* Exercise brief *
Print each line of the records below verbatim, keeping them in their original order.

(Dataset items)
☆ ☆ ☆ ☆

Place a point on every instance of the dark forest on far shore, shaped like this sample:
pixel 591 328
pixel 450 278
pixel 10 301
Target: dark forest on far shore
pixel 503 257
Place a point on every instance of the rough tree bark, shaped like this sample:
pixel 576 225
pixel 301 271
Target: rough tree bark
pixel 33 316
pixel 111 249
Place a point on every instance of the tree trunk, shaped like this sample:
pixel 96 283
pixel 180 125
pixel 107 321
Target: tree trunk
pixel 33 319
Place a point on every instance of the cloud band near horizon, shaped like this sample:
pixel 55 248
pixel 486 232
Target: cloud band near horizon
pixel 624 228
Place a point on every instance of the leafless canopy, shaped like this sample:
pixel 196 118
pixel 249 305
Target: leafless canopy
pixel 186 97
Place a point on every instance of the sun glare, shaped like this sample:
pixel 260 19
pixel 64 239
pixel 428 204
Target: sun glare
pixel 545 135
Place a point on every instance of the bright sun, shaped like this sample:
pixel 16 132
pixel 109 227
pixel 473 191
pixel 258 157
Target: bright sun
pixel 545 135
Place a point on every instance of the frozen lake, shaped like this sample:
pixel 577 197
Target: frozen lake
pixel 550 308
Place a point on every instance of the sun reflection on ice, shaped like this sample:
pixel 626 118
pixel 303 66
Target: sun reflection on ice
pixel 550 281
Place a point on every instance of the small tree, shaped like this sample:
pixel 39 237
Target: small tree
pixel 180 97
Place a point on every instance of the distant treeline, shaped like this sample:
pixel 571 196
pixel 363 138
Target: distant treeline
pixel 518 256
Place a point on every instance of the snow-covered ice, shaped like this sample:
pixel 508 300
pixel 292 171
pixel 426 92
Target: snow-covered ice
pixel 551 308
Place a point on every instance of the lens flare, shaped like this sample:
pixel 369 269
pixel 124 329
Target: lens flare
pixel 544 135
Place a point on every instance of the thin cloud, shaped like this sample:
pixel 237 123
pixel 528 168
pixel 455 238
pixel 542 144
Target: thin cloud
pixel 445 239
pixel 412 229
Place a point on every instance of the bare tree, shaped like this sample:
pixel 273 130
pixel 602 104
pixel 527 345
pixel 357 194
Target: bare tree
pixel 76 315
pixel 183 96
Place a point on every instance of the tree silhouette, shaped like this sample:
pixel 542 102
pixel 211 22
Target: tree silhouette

☆ ☆ ☆ ☆

* Output of the task *
Place a point on every instance of the dark forest on far shore, shaped like this sample:
pixel 591 328
pixel 450 278
pixel 10 301
Target: dark forest on far shore
pixel 503 257
Place a point on every instance of the rough tree bark, shaped like this sample:
pixel 576 225
pixel 301 271
Target: rough tree bark
pixel 33 316
pixel 111 249
Place a point on every instance of the tree trunk, shaped like this sample:
pixel 96 283
pixel 180 125
pixel 107 321
Target: tree trunk
pixel 33 319
Place a point on every instance of the cloud band near horizon, shaped like this sample:
pixel 55 248
pixel 486 232
Target: cloud band near horizon
pixel 624 228
Place a point on every instance of the leafless canopy, shaped like this sample:
pixel 196 118
pixel 249 305
Target: leafless canopy
pixel 186 97
Place a point on every instance of the sun glare, shaped like this sample:
pixel 260 19
pixel 64 239
pixel 428 204
Target: sun glare
pixel 545 135
Place a point on every instance of the bright sun, shaped like this sample:
pixel 16 132
pixel 109 227
pixel 473 191
pixel 258 157
Target: bright sun
pixel 545 135
Place a point on every instance of the frozen lake, shaped like this sample:
pixel 577 197
Target: frozen lake
pixel 550 308
Place a point on every instance of the sun reflection on ice, shaped like this sample:
pixel 626 118
pixel 303 66
Target: sun reflection on ice
pixel 550 281
Place a point on every instance of the small tree, shaped like this sample:
pixel 39 237
Target: small tree
pixel 180 97
Place a point on every instance of the distant treeline, shaped like this sample:
pixel 571 196
pixel 363 138
Target: distant treeline
pixel 518 256
Place a point on every instance of the snow-covered ice, shaped like this sample:
pixel 508 300
pixel 292 171
pixel 426 92
Target: snow-covered ice
pixel 551 308
Place a point on every instance of the lens flare, shaped like this sample:
pixel 369 269
pixel 124 329
Target: lens flare
pixel 544 135
Place a point on every instance of the thin cloud, shaped like this sample:
pixel 237 123
pixel 528 168
pixel 455 238
pixel 542 144
Target: thin cloud
pixel 445 239
pixel 412 229
Place a point on every instance of the bare tree, shaped like this sample:
pixel 273 130
pixel 602 104
pixel 527 345
pixel 357 194
Target: bare tree
pixel 76 315
pixel 183 96
Place a point on every instance of the tree silhouette, shaped like this sample:
pixel 542 102
pixel 211 22
Target: tree silhouette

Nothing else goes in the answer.